══ TEXT BLOCK ══

XBMC clone in Node.js - dutchbrit
https://github.com/jansmolders86/mediacenterjs

======
babby
Very cool. Always thought Id make something very much like this in node as a
native app (like with the node-webkit), but the idea of cross platform in the
browser sounds like its a nice secondary option.

Main features would be to track how long a file has been open and playing (
thus tracking the point at which the video is to be resumed at if you close it
). Then you could easily browse through your tv shows and movies, at a glance
knowing what you've _actually watched_. Then ratings, prioritization, sorting.
Additionally the ability to group any set of files an arbitrary number of
times in any way, an example may be that one user of the service has a watch
list ( like on a shared network ) and they generate groups for that, then they
divide said groups up; eg. separating videos up for each day, or a group for
when you want to take a set of videos on a device for a trip away.

A nice intuitive drag and drop interface and useful features like fuzzy match
searching when you start typing, in every view. Filesystem manipulation.

═══

WHAT YOU WILL DO:
(A) List every feature the forum comment on the Node.js XBMC clone says the commenter would want in such an app.
(B) Summarize the forum comment on the Node.js XBMC clone in two sentences.
(C) Carry on the forum comment on the Node.js XBMC clone from its last sentence.

══ INFORMATION SUPPLIED ══

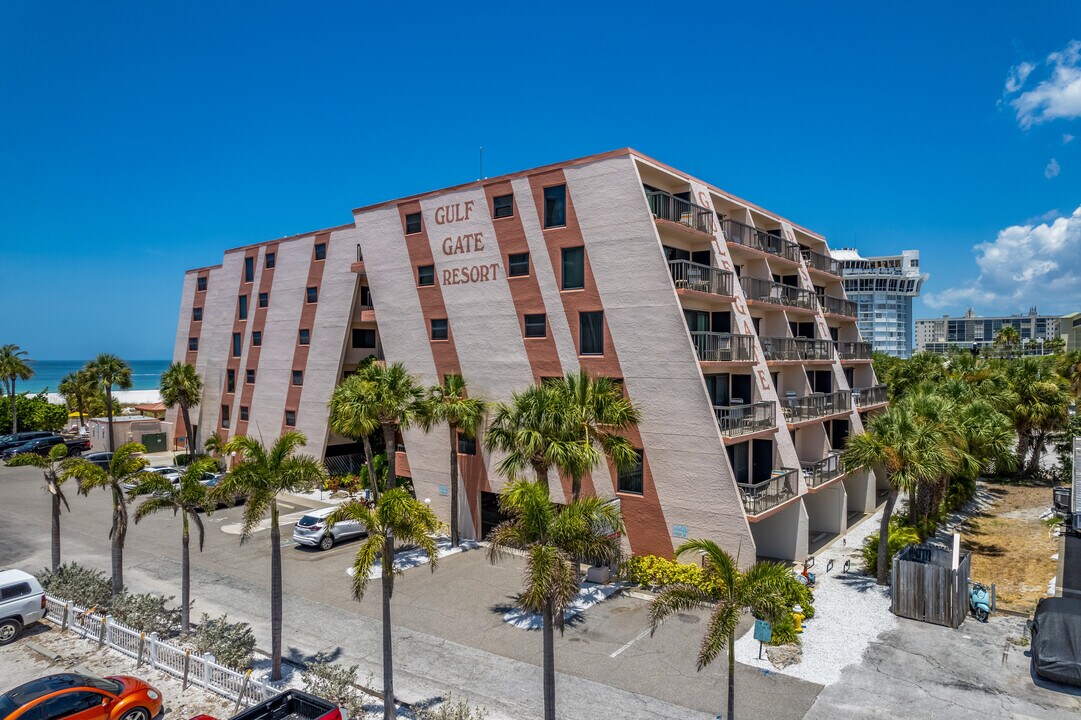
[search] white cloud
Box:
[1006,40,1081,130]
[923,206,1081,312]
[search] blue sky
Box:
[0,1,1081,359]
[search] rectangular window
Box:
[578,310,604,355]
[544,185,566,227]
[507,253,530,278]
[616,450,644,495]
[525,312,548,337]
[492,195,515,217]
[562,245,586,290]
[352,328,375,347]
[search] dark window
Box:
[578,310,604,355]
[492,195,515,217]
[562,245,586,290]
[352,328,375,347]
[616,450,643,495]
[525,312,548,337]
[507,253,530,278]
[544,185,566,227]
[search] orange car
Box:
[0,672,162,720]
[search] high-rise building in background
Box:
[832,248,927,358]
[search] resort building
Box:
[916,307,1059,355]
[833,248,927,358]
[170,149,885,562]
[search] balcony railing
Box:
[691,332,755,362]
[736,467,800,515]
[759,337,833,360]
[837,343,872,360]
[713,401,777,438]
[721,217,800,263]
[780,390,852,423]
[852,385,886,408]
[645,190,713,235]
[801,250,841,277]
[818,295,856,318]
[800,450,844,488]
[739,277,818,310]
[668,261,734,295]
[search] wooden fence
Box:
[891,545,972,628]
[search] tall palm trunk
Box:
[541,600,556,720]
[270,501,282,680]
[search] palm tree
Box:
[650,539,791,720]
[0,345,34,434]
[129,457,217,632]
[85,352,132,452]
[488,480,623,720]
[8,443,71,572]
[421,374,488,540]
[212,431,326,680]
[62,442,160,595]
[326,488,439,720]
[161,362,203,455]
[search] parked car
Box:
[0,570,45,644]
[0,672,162,720]
[293,507,368,550]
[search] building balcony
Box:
[645,190,713,235]
[759,337,833,362]
[668,261,735,297]
[852,385,888,410]
[713,400,777,438]
[837,343,873,360]
[739,277,818,312]
[691,331,755,362]
[736,467,800,516]
[721,217,800,263]
[818,295,857,318]
[800,450,844,488]
[800,250,841,277]
[782,390,852,424]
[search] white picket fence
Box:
[45,596,281,705]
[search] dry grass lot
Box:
[961,482,1058,613]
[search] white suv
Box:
[0,570,45,645]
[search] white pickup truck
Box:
[0,570,45,645]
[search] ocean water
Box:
[15,360,170,392]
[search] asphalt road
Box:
[0,468,822,720]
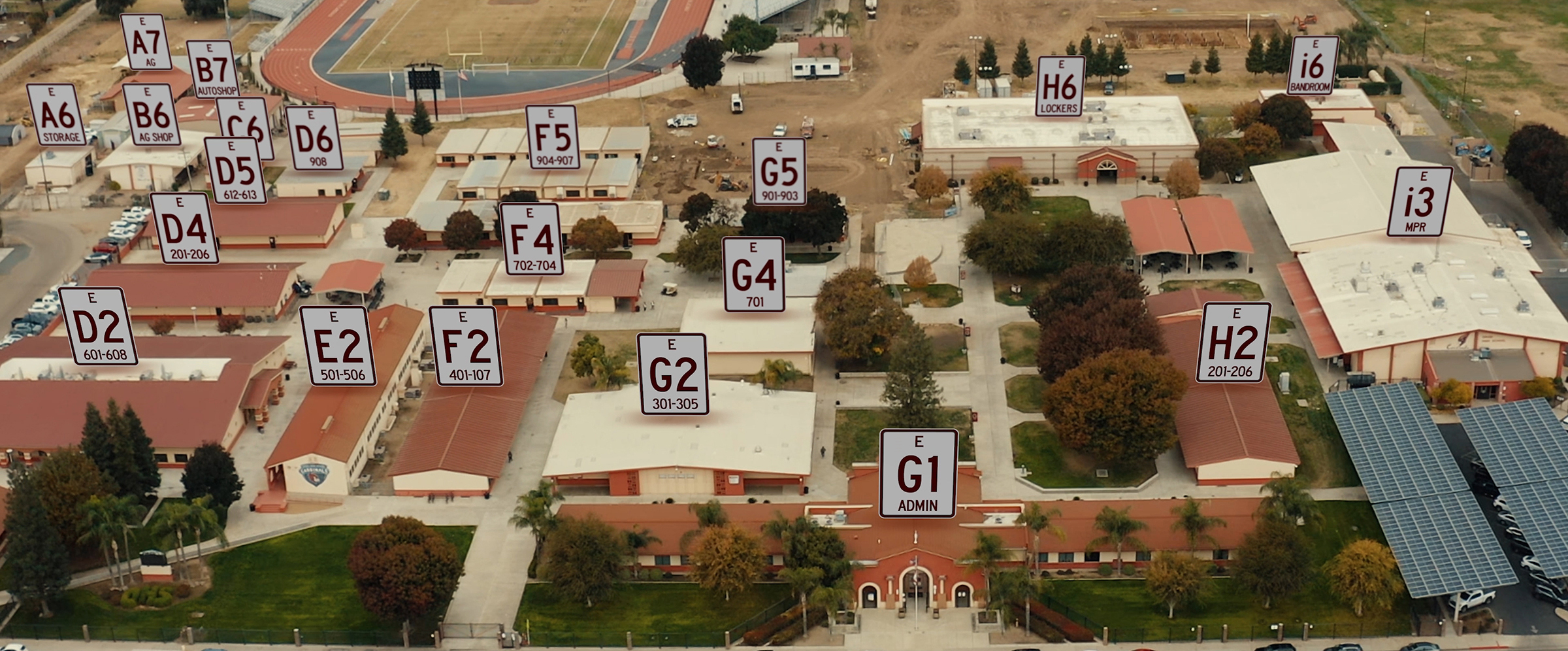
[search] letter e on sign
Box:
[216,97,273,160]
[723,237,784,312]
[1284,36,1339,95]
[1388,165,1454,237]
[59,287,138,365]
[500,204,566,276]
[636,333,709,416]
[152,192,218,265]
[751,138,806,205]
[1196,301,1273,383]
[1035,56,1088,118]
[299,306,376,386]
[119,14,174,71]
[430,306,502,386]
[878,430,958,518]
[27,83,88,148]
[284,107,344,171]
[525,103,583,169]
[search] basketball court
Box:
[331,0,636,72]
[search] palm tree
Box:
[623,524,663,577]
[1258,472,1324,524]
[1088,507,1149,576]
[1018,502,1068,573]
[189,495,229,583]
[77,495,130,587]
[1171,497,1230,552]
[958,532,1011,607]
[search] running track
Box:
[262,0,713,114]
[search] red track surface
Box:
[262,0,713,113]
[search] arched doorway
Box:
[861,584,877,609]
[1094,158,1117,184]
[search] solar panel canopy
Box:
[1372,493,1520,599]
[1325,383,1469,503]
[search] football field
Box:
[333,0,635,72]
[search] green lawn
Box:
[1013,420,1154,488]
[1052,502,1410,646]
[1002,322,1039,367]
[1264,344,1361,488]
[12,527,474,639]
[1007,373,1046,414]
[832,408,975,471]
[516,582,791,644]
[892,284,964,307]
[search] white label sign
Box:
[1284,36,1339,95]
[636,333,707,416]
[119,14,174,71]
[430,306,502,386]
[216,97,273,160]
[59,287,137,365]
[284,107,344,169]
[299,306,376,386]
[185,41,240,99]
[152,192,218,265]
[27,83,88,148]
[751,138,806,205]
[527,105,581,169]
[500,204,566,276]
[877,430,958,518]
[1388,165,1454,237]
[723,237,784,312]
[1196,301,1273,383]
[1035,56,1086,118]
[205,138,267,204]
[121,83,180,148]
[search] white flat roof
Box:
[1251,152,1499,251]
[436,259,500,293]
[474,127,529,154]
[1258,88,1373,110]
[544,381,817,477]
[1324,122,1410,158]
[681,298,817,353]
[1298,240,1568,353]
[458,160,508,188]
[436,129,486,156]
[921,95,1198,151]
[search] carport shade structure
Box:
[1176,196,1253,268]
[1121,196,1193,271]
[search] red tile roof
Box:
[588,260,647,298]
[1160,320,1301,467]
[1176,196,1253,252]
[1279,260,1345,359]
[267,305,425,467]
[389,309,555,478]
[0,336,289,450]
[83,262,299,309]
[212,196,344,240]
[1121,196,1193,256]
[315,260,387,293]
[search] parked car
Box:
[1449,590,1497,610]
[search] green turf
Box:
[516,582,791,642]
[1052,502,1410,646]
[14,527,474,632]
[1013,420,1154,488]
[832,408,975,469]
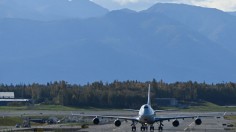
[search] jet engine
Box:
[172,120,179,127]
[93,117,100,125]
[114,119,121,127]
[195,118,202,125]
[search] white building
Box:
[0,92,15,99]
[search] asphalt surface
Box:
[0,110,236,132]
[81,112,236,132]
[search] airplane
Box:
[72,84,213,132]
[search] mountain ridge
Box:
[0,2,236,83]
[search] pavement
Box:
[80,112,236,132]
[0,110,236,132]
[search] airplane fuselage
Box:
[138,104,155,124]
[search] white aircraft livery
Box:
[72,84,213,132]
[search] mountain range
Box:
[0,0,236,84]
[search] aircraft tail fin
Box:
[147,84,151,105]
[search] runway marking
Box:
[184,121,195,131]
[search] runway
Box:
[77,112,236,132]
[0,110,236,132]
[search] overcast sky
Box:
[91,0,236,11]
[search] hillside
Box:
[0,4,236,83]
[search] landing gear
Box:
[132,126,136,132]
[131,121,137,132]
[140,124,148,132]
[158,122,164,131]
[150,125,154,132]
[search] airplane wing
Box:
[155,116,215,122]
[72,113,138,121]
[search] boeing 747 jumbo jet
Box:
[72,84,213,132]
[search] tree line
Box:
[0,79,236,108]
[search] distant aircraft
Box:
[72,84,213,132]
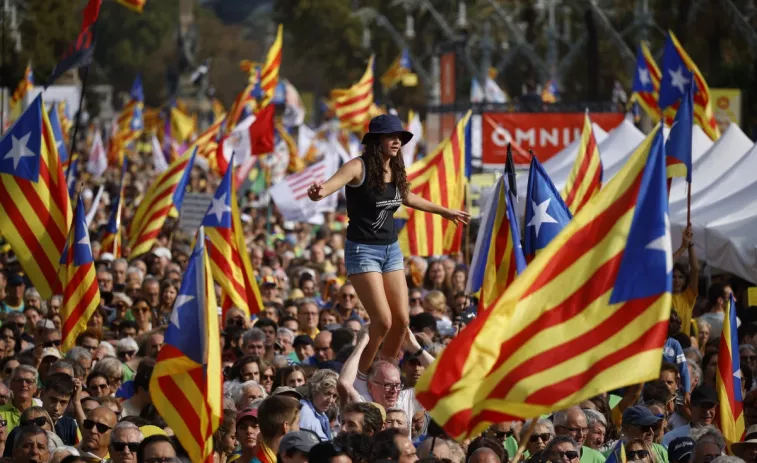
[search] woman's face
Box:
[528,424,552,455]
[160,286,176,307]
[379,133,402,158]
[673,269,686,293]
[313,388,337,413]
[239,362,260,382]
[286,371,305,387]
[626,442,652,463]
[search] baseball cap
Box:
[691,384,719,405]
[279,429,321,454]
[271,386,302,400]
[668,437,696,462]
[237,408,258,424]
[623,405,662,426]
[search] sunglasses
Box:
[84,420,113,434]
[528,432,552,442]
[21,416,47,428]
[110,442,139,453]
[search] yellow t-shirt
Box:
[671,285,697,336]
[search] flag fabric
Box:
[260,24,284,107]
[9,64,34,117]
[716,293,745,448]
[665,82,694,183]
[628,42,662,123]
[128,148,197,258]
[380,49,413,92]
[416,127,673,440]
[466,175,526,313]
[0,95,71,299]
[116,0,147,13]
[332,55,374,132]
[47,103,68,165]
[201,158,263,319]
[561,112,602,215]
[395,111,471,257]
[660,32,720,140]
[45,0,102,87]
[268,155,338,222]
[60,195,100,352]
[523,156,573,262]
[150,227,223,462]
[541,79,560,103]
[100,158,128,259]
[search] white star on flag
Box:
[5,132,34,170]
[644,214,673,273]
[171,294,195,329]
[639,68,650,87]
[526,198,557,238]
[668,66,691,94]
[208,193,231,222]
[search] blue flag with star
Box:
[47,103,68,164]
[610,129,673,304]
[165,227,208,365]
[523,156,573,259]
[60,195,94,267]
[200,153,234,229]
[0,95,43,183]
[659,34,694,110]
[665,80,696,183]
[173,146,197,211]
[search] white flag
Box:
[269,156,337,222]
[87,131,108,177]
[152,134,168,174]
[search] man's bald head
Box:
[468,447,500,463]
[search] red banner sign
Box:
[481,113,624,166]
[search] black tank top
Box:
[345,158,402,244]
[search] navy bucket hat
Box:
[362,114,413,145]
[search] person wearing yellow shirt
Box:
[671,225,699,343]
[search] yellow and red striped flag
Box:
[397,111,471,256]
[260,24,284,107]
[128,148,197,258]
[560,112,602,215]
[0,96,71,299]
[116,0,147,13]
[60,195,100,352]
[416,127,673,440]
[201,155,263,319]
[332,55,374,132]
[100,158,128,259]
[150,227,223,463]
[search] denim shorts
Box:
[344,240,405,275]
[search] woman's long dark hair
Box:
[363,138,410,200]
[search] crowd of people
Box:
[0,112,757,463]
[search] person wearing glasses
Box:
[79,407,118,461]
[109,421,144,463]
[547,407,605,463]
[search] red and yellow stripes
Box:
[260,24,284,107]
[399,111,471,256]
[665,31,720,140]
[560,113,602,215]
[0,102,72,299]
[716,295,746,448]
[150,245,223,462]
[116,0,147,13]
[416,128,670,439]
[332,55,374,132]
[205,189,263,319]
[629,42,662,124]
[129,151,192,258]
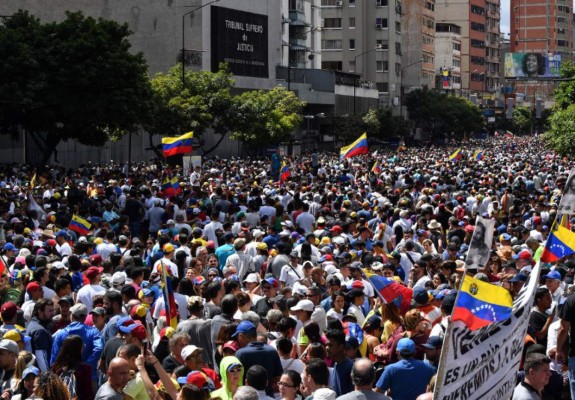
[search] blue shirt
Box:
[375,359,435,400]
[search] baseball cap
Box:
[0,301,18,319]
[543,271,561,280]
[397,338,415,354]
[70,303,88,317]
[232,321,256,338]
[26,281,42,293]
[422,336,443,349]
[0,339,20,354]
[181,344,204,360]
[290,299,315,312]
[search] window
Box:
[375,18,387,29]
[375,61,389,72]
[471,39,485,49]
[471,4,485,15]
[471,22,485,32]
[321,39,341,50]
[323,18,341,29]
[376,82,389,93]
[375,39,389,50]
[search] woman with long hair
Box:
[51,335,94,400]
[32,371,70,400]
[278,370,301,400]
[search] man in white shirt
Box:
[78,267,106,312]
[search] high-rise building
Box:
[321,0,403,112]
[435,0,500,100]
[400,0,435,92]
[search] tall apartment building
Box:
[435,0,501,100]
[321,0,404,111]
[400,0,435,92]
[435,23,461,94]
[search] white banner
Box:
[433,263,540,400]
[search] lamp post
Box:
[182,0,220,84]
[399,58,423,117]
[353,45,381,115]
[285,26,321,90]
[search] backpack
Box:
[60,369,78,399]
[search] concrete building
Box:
[321,0,403,113]
[435,23,461,95]
[401,0,435,93]
[435,0,501,101]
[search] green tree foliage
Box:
[0,11,151,158]
[232,87,305,145]
[543,104,575,156]
[405,89,485,137]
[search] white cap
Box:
[181,344,204,360]
[244,273,259,283]
[290,299,315,312]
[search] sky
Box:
[500,0,510,33]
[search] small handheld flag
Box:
[339,133,369,160]
[451,275,513,331]
[162,132,194,157]
[68,214,92,236]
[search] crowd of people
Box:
[0,137,575,400]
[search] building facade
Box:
[321,0,403,112]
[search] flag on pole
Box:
[162,132,194,157]
[449,147,461,162]
[451,275,513,331]
[158,259,178,329]
[280,161,291,182]
[541,221,575,262]
[68,214,92,236]
[339,133,369,160]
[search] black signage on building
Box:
[211,6,269,78]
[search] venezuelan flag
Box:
[68,214,92,235]
[339,133,369,160]
[449,147,461,162]
[369,275,413,314]
[280,161,291,182]
[158,261,178,329]
[541,221,575,262]
[451,275,513,331]
[162,132,194,157]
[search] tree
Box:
[0,11,151,162]
[144,65,236,154]
[543,104,575,156]
[406,89,485,141]
[232,86,305,145]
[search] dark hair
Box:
[246,365,268,390]
[218,294,238,315]
[523,353,551,375]
[305,358,329,386]
[276,336,293,354]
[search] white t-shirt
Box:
[78,285,106,313]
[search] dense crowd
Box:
[0,137,575,400]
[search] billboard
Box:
[505,53,561,79]
[211,6,269,78]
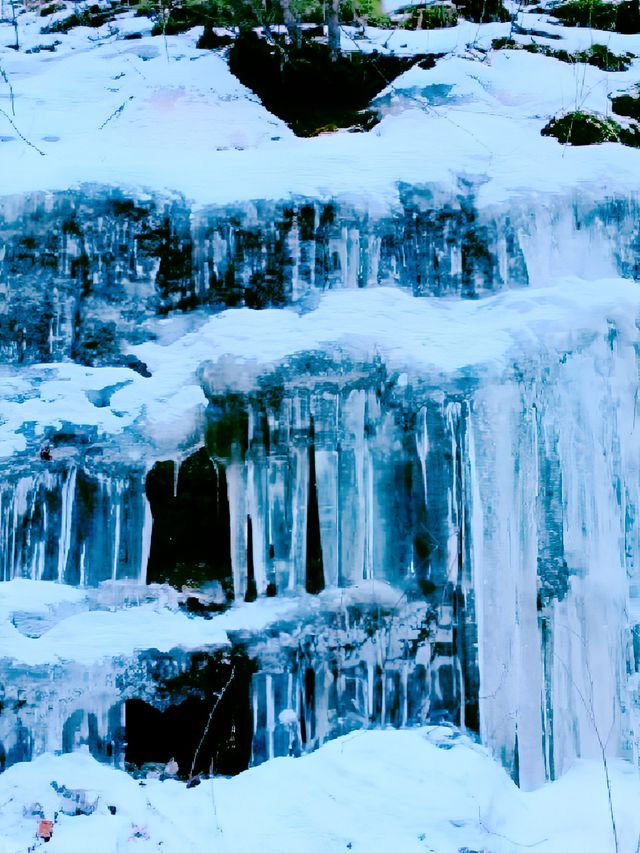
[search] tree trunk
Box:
[281,0,302,48]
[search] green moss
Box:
[491,38,633,71]
[541,110,622,145]
[552,0,640,33]
[40,3,127,35]
[611,92,640,121]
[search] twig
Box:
[0,65,16,116]
[189,666,236,779]
[98,95,133,130]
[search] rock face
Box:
[0,188,640,787]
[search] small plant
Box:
[403,3,458,30]
[456,0,511,24]
[40,3,127,35]
[40,3,65,18]
[541,110,622,145]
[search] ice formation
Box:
[0,5,640,849]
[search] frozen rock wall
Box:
[0,182,640,360]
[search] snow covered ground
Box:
[0,7,640,206]
[0,6,640,853]
[0,727,640,853]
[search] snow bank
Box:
[0,727,640,853]
[0,13,640,205]
[0,579,300,666]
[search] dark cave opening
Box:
[146,448,233,599]
[124,652,255,779]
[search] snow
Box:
[0,279,640,457]
[0,13,640,206]
[0,578,300,666]
[0,5,640,853]
[0,578,402,666]
[0,727,640,853]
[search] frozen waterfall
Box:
[0,188,640,788]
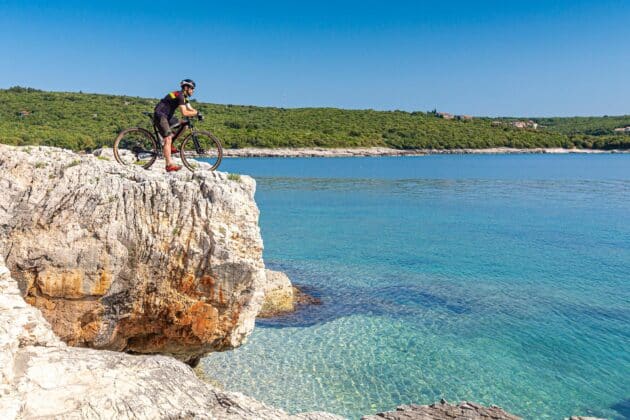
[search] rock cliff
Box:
[0,145,265,364]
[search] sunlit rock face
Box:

═══

OUTPUTS IN ORDER:
(A)
- Tracking how long a file has been open and playing, so the video can be resumed where it was closed
- Ratings
- Prioritization
- Sorting
- Grouping any set of files an arbitrary number of times in any way
- A drag and drop interface
- Fuzzy match searching when you start typing, in every view
- Filesystem manipulation

(B) The commenter finds the project very cool, had thought of building something similar in Node as a native app, and sees cross-platform use in the browser as a nice secondary option. They list the features they would want: tracking playback so videos can be resumed and watched items seen at a glance, ratings, prioritization, sorting, flexible grouping of files, a drag and drop interface, fuzzy match searching and filesystem manipulation.

(C)
Drag/drop ordering within groups.

That and all the other easy fluff, like IMDB/TVRage scraping, custom skinning
( obviously an easy one considering html + css ) and integration with some RSS
feeds I guess to generate a "This just aired/was released" with some user
defined regex or something of that nature.

Though I've never really used a mediacenter before, shit would be cash. I hope
this mediacenterjs is as cool as it sounds like it could be. Its too bad that
those bugs are so critical and that crossplatform is so tricky.

------
touristtam
I use XBMC and myplex on a daily basis. And this seems to be closer to myplex
than XBMC. Nice to see an open source version though. :)